(Exercise data Opens)

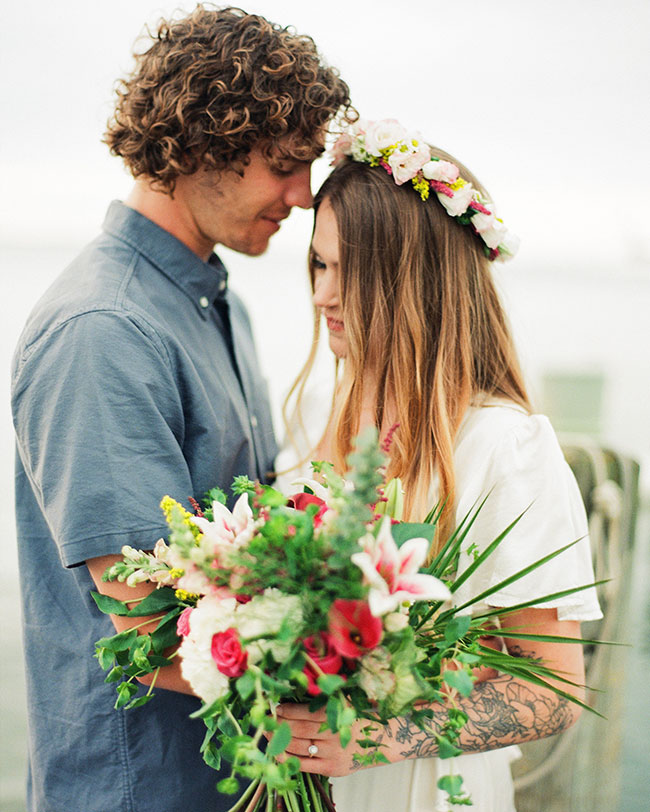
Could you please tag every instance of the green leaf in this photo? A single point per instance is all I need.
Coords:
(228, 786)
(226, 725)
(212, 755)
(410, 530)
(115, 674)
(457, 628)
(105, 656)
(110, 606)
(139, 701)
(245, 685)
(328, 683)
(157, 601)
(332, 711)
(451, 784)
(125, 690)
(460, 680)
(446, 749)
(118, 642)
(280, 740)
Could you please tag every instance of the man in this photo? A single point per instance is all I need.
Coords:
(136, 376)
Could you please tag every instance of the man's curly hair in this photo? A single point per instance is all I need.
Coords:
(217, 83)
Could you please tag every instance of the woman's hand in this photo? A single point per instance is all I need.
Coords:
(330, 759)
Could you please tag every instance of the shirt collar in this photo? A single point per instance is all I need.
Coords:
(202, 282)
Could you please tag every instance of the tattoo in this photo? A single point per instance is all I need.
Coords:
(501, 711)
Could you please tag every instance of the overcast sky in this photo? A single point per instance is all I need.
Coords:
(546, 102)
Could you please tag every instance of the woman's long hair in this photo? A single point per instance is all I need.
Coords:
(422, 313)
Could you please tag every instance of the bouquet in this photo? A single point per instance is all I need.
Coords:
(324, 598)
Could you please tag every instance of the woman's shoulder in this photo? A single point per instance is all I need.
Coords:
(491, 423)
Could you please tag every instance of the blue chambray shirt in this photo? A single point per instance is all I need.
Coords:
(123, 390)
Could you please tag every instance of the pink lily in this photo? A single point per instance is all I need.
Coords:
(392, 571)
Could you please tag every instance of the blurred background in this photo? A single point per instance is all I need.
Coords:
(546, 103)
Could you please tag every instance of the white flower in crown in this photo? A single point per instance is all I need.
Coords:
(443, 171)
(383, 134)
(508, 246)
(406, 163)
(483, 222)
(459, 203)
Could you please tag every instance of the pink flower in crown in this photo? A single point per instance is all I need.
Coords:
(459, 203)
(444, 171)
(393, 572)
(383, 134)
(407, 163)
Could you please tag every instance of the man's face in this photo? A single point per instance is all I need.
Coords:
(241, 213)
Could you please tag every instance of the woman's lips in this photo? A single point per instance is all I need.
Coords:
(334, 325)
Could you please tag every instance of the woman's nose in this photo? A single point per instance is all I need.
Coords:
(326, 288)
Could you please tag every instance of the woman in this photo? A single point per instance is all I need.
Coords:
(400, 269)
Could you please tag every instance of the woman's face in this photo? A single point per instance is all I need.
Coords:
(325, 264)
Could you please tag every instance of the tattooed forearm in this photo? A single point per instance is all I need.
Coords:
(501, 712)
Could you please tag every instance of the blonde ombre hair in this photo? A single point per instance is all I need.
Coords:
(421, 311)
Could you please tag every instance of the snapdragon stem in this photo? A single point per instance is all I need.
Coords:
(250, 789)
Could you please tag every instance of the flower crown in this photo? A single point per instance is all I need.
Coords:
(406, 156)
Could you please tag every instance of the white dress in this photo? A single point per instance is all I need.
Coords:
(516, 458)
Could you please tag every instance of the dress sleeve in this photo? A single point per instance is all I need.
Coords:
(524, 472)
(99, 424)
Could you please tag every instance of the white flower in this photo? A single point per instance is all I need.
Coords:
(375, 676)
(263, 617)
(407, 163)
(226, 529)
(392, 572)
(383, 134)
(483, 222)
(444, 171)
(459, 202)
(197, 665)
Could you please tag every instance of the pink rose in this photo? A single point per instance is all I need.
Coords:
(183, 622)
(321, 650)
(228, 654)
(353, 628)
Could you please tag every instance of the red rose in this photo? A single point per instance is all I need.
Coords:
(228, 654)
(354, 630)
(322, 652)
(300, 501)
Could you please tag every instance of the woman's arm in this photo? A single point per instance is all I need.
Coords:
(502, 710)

(Exercise data Closes)

How to complete this task — Give back each of the records above word for word, apart from the pictures.

Exercise output —
Could you please tag every instance of the green leaf in this photo? A single point per instance is all I need.
Coords:
(228, 786)
(226, 725)
(212, 755)
(410, 530)
(115, 674)
(457, 628)
(105, 656)
(110, 606)
(139, 701)
(245, 685)
(328, 683)
(157, 601)
(332, 711)
(451, 784)
(125, 690)
(460, 680)
(446, 749)
(118, 642)
(280, 740)
Could you please tag every instance of the man in this photo? A single point per instance is all I need.
Coords:
(136, 376)
Could you please tag every instance of the man's curly hair in this photo? A single point per instance is all I need.
Coords:
(217, 83)
Could you please tag every instance of the woman's hand in this photo? A single point per instance is all I need.
Coords:
(330, 759)
Could you please tag every instance of the shirt collar in this photo? A single point per instance is all I need.
Coords:
(202, 282)
Could you please tag every instance of the tattoo in this photo? A single point per instance is all I need.
Coords:
(501, 711)
Could you please tag every instance of the overcast sky in this photo? A single point per instance is all I need.
Coords:
(546, 102)
Could you please tag every instance of the woman's long hair in this photo? A single point per instance is all I need.
Coords:
(422, 313)
Could you please tag every instance of the bouquet in this photo? A single point per instance is all I need.
Coords:
(324, 598)
Could you please tag every instance of the woman's shoulder in this photo? A single point per instance is all I need.
Coords:
(491, 423)
Could you please tag every instance of the blue chambray shirt in this photo? A single point per instance is all I need.
Coords:
(123, 390)
Could you please tag every instance of the pink lily in this photo? A single point per instance is all I need.
Coords:
(392, 571)
Could you please tag every instance of the blurred background in this photo? A single point per instance is all I need.
Coords:
(546, 103)
Could you please tag every instance of the white flower in crown in this photo? A single point per instance is all I need.
Coords:
(443, 171)
(383, 134)
(508, 246)
(406, 163)
(483, 222)
(459, 203)
Could you please tag every instance of the pink flower in crown in this photo? A single point per instance is all I need.
Coords:
(459, 203)
(444, 171)
(393, 572)
(383, 134)
(407, 163)
Could you please tag every instance of the man's face in this photo? A single point per instance is all I need.
Coords:
(241, 213)
Could you please tag every instance of the woman's lips in this photo? A single point per instance is all I need.
Coords:
(334, 325)
Could you please tag every instance of the woman's nose in this photo? A single point per instance is all I need.
Coords:
(326, 288)
Could you please tag every instance of the woman in this photo? A single point per instance is all I need.
Coords:
(400, 269)
Could you please tag every instance of the woman's face in this photo? A single point per instance is all I need.
Coords:
(325, 264)
Could you please tag every instance of the tattooed forearm in this photo? A single point per instance is all I need.
Coords:
(501, 712)
Could you please tag every instance of the blonde ombre hair in this photo? A single point per instance is all I need.
Coords:
(421, 311)
Could you please tag every instance of the snapdragon stem in this photo? A single point per instance is all I need.
Coords:
(250, 789)
Could you please tag every instance of the flower crown in this photo? A single point per instance is all I need.
Coords:
(406, 156)
Could you please tag every instance of the white dress in this photo? A single point per instance is all I need.
Coords:
(516, 458)
Could you please tag every instance of the dress sleeve in this photo? A single point per instance is all I need.
Coords:
(524, 472)
(99, 424)
Could you please tag every instance of the white flower in this photo? A single point per instance is all I need.
Coords:
(375, 676)
(263, 617)
(407, 163)
(226, 529)
(392, 572)
(383, 134)
(483, 222)
(444, 171)
(459, 202)
(197, 665)
Could you please tag every instance of the pink rose in this photo? A single point per instance is all I need.
Coords:
(183, 622)
(321, 650)
(228, 654)
(353, 628)
Could you please tag every instance of the red rose in this photo? A single point per instance is all I need.
Coords:
(228, 654)
(354, 630)
(322, 652)
(300, 501)
Could you please tag every instance of the woman's arm in this photo? A single point per instance is all I need.
Coords:
(502, 710)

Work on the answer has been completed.